» EXERCISE DETAILS: Return the records below exactly as they are written.

[Region pointing data]
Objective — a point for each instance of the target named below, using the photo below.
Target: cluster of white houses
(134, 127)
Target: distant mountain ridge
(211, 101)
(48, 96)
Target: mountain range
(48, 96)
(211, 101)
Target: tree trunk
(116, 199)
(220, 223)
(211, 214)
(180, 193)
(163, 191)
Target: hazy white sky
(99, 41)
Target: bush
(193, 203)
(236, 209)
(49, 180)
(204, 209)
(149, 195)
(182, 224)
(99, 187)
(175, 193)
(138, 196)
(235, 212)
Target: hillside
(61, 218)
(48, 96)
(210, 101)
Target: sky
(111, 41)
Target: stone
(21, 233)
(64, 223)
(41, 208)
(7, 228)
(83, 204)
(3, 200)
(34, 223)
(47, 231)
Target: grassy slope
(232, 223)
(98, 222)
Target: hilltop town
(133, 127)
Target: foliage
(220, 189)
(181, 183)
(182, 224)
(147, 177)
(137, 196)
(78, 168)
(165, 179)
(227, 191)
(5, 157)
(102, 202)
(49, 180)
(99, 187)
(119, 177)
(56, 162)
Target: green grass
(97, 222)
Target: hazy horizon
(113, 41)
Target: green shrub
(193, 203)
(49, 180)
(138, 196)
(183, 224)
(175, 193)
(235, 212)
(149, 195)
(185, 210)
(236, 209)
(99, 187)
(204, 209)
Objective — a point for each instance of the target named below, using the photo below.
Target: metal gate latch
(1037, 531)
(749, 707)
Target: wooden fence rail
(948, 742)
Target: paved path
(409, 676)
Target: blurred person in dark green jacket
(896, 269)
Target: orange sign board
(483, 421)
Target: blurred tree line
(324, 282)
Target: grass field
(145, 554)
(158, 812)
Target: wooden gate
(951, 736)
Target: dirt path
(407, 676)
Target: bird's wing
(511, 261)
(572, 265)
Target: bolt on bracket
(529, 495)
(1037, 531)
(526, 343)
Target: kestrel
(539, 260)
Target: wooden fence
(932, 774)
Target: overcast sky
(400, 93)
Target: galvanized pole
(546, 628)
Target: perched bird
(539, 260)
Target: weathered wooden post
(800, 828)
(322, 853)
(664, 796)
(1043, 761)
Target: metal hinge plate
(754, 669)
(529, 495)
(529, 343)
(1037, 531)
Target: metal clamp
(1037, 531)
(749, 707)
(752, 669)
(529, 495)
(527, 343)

» RESULT OF THIS EXERCISE:
Objective — a point for each instance of the target named below, using the photo below.
Target: cluster of white houses
(134, 127)
Target: distant mountain ridge
(211, 101)
(48, 96)
Target: mountain range
(48, 96)
(211, 101)
Target: tree trunk
(116, 199)
(220, 223)
(211, 214)
(180, 193)
(163, 191)
Target: hazy white sky
(99, 41)
Target: bush
(193, 203)
(236, 209)
(49, 180)
(204, 209)
(149, 195)
(182, 224)
(99, 187)
(175, 193)
(138, 196)
(235, 212)
Target: hillside
(61, 218)
(48, 96)
(210, 101)
Target: sky
(111, 41)
Target: stone
(21, 233)
(64, 223)
(41, 208)
(7, 228)
(83, 204)
(3, 200)
(34, 223)
(47, 231)
Target: grassy slope
(232, 223)
(98, 222)
Target: hilltop town
(133, 127)
Target: foliage
(220, 189)
(181, 183)
(182, 224)
(147, 177)
(137, 196)
(78, 168)
(165, 179)
(227, 191)
(5, 157)
(102, 202)
(49, 180)
(99, 187)
(119, 177)
(56, 162)
Target: green grass
(97, 222)
Target: hazy horizon
(113, 41)
Target: green shrub
(193, 203)
(49, 180)
(138, 196)
(183, 224)
(175, 193)
(235, 212)
(149, 195)
(185, 210)
(236, 209)
(99, 187)
(204, 209)
Objective — a point for each instance of the target named below, using the photo below.
Target: metal gate latch
(1037, 531)
(749, 707)
Target: wooden fence rail
(948, 742)
Target: paved path
(409, 676)
Target: blurred person in dark green jacket
(896, 269)
Target: orange sign board
(483, 421)
Target: blurred tree line
(324, 282)
Target: grass field
(145, 554)
(158, 812)
Target: wooden gate
(951, 736)
Target: dirt path
(407, 676)
Target: bird's wing
(511, 261)
(572, 265)
Target: bolt on bracket
(529, 495)
(1037, 531)
(526, 343)
Target: kestrel
(539, 260)
Target: wooden fence
(932, 774)
Target: overcast sky
(400, 93)
Target: galvanized pole
(546, 628)
Target: perched bird
(539, 260)
Target: weathered wooden post
(800, 828)
(322, 853)
(664, 796)
(1043, 761)
Target: metal hinge plate
(754, 669)
(529, 495)
(529, 343)
(1037, 531)
Target: metal clamp
(1037, 531)
(749, 707)
(752, 669)
(529, 495)
(527, 343)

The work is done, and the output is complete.